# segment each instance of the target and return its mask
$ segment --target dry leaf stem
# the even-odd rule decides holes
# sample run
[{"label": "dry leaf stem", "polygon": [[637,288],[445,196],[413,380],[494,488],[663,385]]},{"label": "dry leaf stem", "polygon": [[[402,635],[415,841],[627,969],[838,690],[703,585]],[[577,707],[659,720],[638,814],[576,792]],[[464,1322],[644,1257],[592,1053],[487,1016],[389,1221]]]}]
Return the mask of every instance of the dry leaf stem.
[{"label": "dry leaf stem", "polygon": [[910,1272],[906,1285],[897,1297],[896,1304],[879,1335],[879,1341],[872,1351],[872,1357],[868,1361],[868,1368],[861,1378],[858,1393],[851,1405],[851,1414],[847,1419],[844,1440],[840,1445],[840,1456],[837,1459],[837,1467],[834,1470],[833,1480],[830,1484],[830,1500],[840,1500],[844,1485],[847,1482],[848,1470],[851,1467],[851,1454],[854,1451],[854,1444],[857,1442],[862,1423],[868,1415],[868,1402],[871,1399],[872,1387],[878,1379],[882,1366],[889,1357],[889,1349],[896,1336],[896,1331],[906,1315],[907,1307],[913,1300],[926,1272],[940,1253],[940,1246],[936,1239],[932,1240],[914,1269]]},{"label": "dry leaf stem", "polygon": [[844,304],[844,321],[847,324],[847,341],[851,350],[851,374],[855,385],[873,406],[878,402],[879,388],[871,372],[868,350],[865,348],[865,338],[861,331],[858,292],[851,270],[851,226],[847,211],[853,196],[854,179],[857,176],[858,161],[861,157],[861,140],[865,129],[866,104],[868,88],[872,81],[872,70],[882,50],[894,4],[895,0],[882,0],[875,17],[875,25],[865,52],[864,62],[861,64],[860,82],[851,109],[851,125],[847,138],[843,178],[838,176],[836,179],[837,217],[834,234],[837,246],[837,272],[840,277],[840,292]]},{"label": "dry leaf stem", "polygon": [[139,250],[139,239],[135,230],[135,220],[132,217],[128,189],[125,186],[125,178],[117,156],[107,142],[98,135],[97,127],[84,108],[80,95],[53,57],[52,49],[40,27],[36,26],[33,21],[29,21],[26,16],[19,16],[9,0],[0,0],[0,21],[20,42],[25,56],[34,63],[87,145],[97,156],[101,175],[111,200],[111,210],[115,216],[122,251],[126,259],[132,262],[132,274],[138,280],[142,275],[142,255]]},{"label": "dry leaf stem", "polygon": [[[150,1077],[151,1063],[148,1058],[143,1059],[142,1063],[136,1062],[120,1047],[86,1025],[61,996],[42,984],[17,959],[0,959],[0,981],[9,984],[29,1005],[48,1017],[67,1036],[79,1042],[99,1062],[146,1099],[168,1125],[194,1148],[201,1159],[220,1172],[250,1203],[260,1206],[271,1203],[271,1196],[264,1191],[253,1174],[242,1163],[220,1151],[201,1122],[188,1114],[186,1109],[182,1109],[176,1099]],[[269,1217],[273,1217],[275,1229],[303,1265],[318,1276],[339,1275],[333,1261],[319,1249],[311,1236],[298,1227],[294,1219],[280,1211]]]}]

The problem:
Beginning with the first line of the records above, reproduce each line exactly, ending at the line that contains "# sample run", and leave out everything else.

Response to the exercise:
# segment each instance of the target and return its mask
$ segment --target dry leaf stem
# the even-odd rule decides holes
# sample run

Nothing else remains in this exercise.